• _DIRECTIVE_:
In the records below, start at the line that contains "At your convenience, please detect the overcast" and stop after the line that contains "[233,0,1294,739]". Recast only those lines as a JSON list of strings, one string per line, with blank lines left out.

• _RECORDS SUPPLIED_:
● ● ●
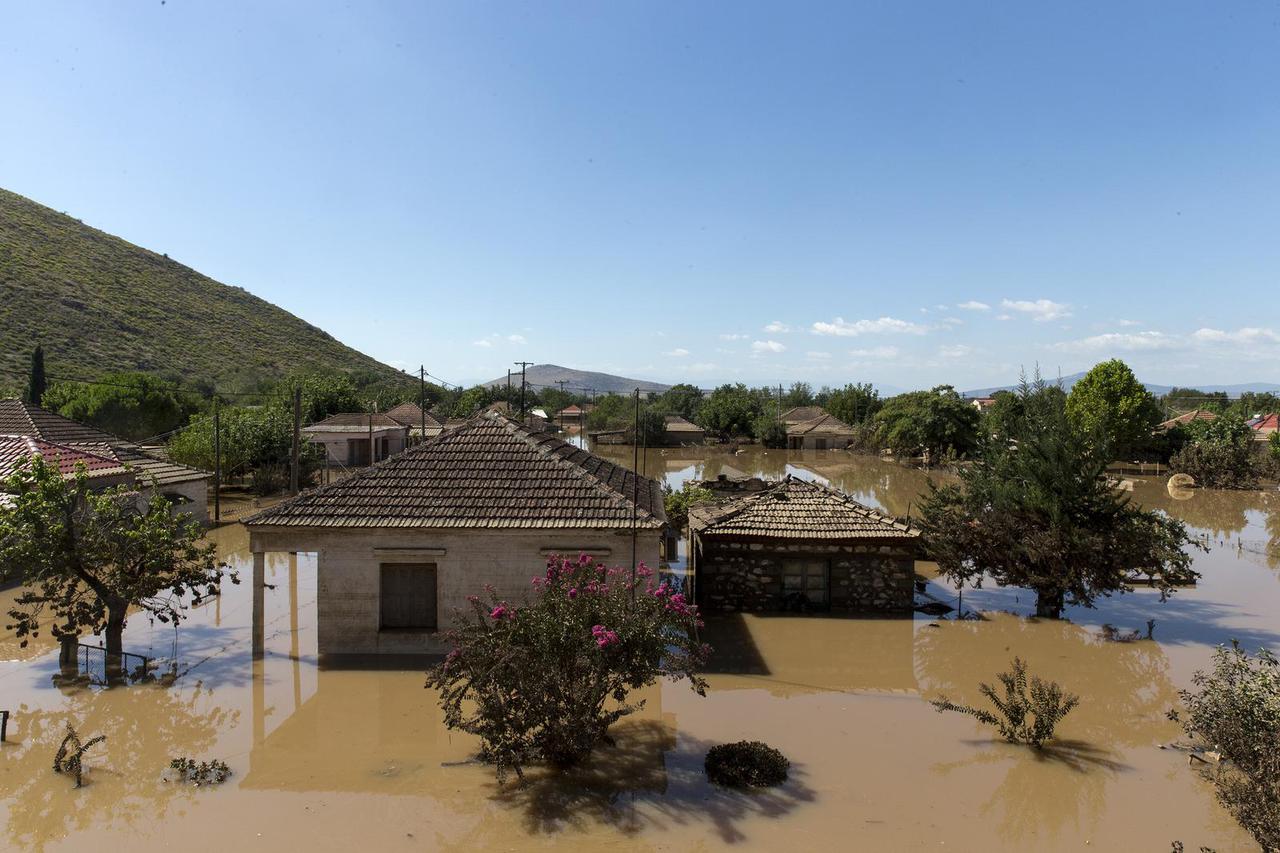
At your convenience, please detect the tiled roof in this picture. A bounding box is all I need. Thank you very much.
● ● ●
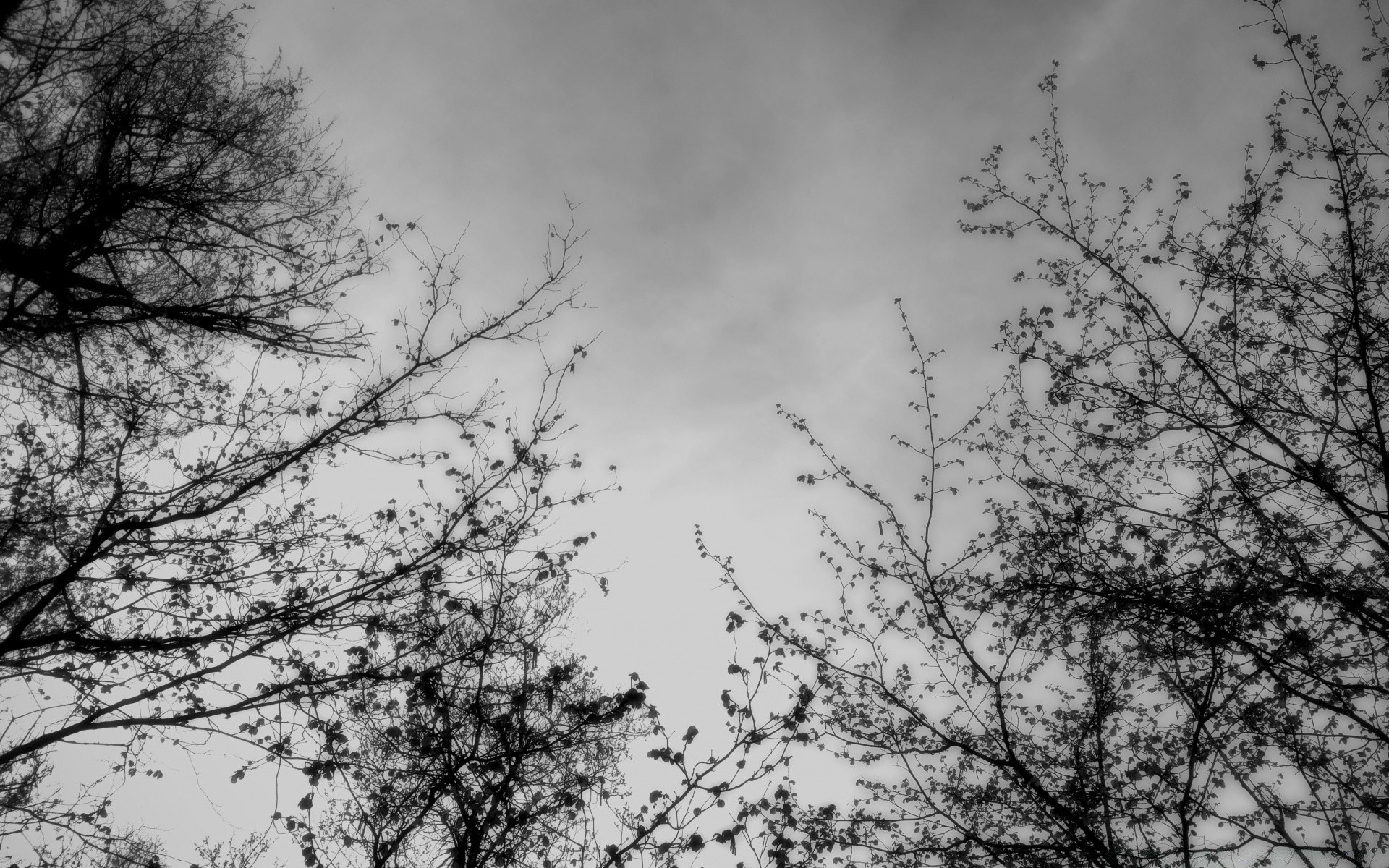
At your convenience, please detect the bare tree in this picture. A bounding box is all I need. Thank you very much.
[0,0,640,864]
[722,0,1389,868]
● ● ●
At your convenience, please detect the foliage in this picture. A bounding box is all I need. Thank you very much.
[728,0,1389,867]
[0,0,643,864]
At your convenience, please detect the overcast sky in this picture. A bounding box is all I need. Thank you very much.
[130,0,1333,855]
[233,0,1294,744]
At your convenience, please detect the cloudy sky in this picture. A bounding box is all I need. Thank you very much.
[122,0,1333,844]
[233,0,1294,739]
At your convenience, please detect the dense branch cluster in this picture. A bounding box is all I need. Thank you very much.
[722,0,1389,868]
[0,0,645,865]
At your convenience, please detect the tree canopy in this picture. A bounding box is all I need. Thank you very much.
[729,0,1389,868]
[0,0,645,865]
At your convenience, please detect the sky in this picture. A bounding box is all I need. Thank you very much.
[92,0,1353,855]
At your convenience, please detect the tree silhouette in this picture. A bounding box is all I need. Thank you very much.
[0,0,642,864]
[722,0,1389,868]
● ● ●
• _RESPONSE TO THE TASK_:
[
  "At your convenience, please detect the overcast sky in this picture. A bounding box is all I need. Thank you very much.",
  "[130,0,1333,855]",
  "[233,0,1294,744]",
  "At your convenience, please detect the cloudy sky in this picture. A bounding box is all I need. Thank you very much.",
  "[122,0,1333,844]",
  "[233,0,1294,739]"
]